What is required. List each line in the data below that contains the string "beak". Uppercase and lowercase letters count as different characters.

— Start Excerpted records —

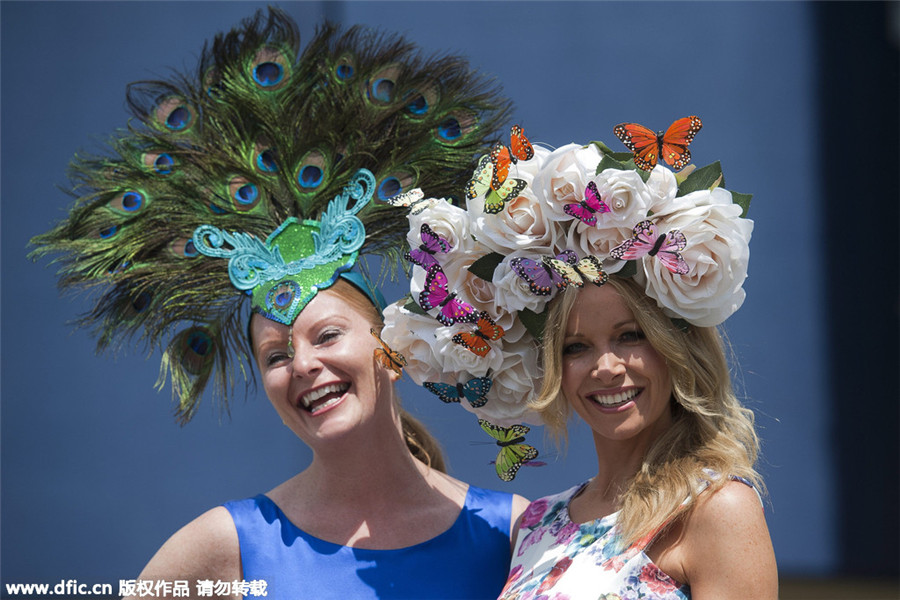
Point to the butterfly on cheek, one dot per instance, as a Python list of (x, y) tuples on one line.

— End Excerpted records —
— Start Excerpted records —

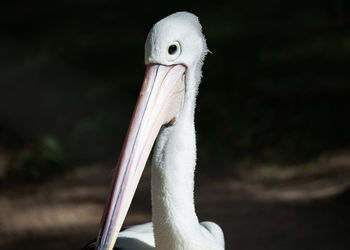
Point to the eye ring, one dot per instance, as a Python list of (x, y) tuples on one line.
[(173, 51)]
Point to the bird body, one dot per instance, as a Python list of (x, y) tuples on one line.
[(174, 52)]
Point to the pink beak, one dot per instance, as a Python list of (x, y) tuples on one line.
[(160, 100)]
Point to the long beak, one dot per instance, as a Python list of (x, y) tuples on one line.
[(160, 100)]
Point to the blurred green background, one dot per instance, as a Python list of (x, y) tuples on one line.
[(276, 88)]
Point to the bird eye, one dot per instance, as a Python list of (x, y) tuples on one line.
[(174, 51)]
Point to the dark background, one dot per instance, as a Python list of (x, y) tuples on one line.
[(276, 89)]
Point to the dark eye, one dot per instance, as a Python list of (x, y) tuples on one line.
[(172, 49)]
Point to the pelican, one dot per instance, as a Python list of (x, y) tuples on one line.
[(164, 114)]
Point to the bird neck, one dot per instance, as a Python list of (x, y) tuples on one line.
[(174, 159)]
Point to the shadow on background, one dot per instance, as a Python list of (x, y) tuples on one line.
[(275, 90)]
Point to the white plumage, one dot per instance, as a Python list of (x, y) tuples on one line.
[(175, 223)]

— End Excerpted records —

Final answer.
Point to the pink beak, one dot per instance, as a Python list of (x, y) tuples on one line.
Point to the long beak, one dot per instance, as a Python list of (x, y) tuples on one line.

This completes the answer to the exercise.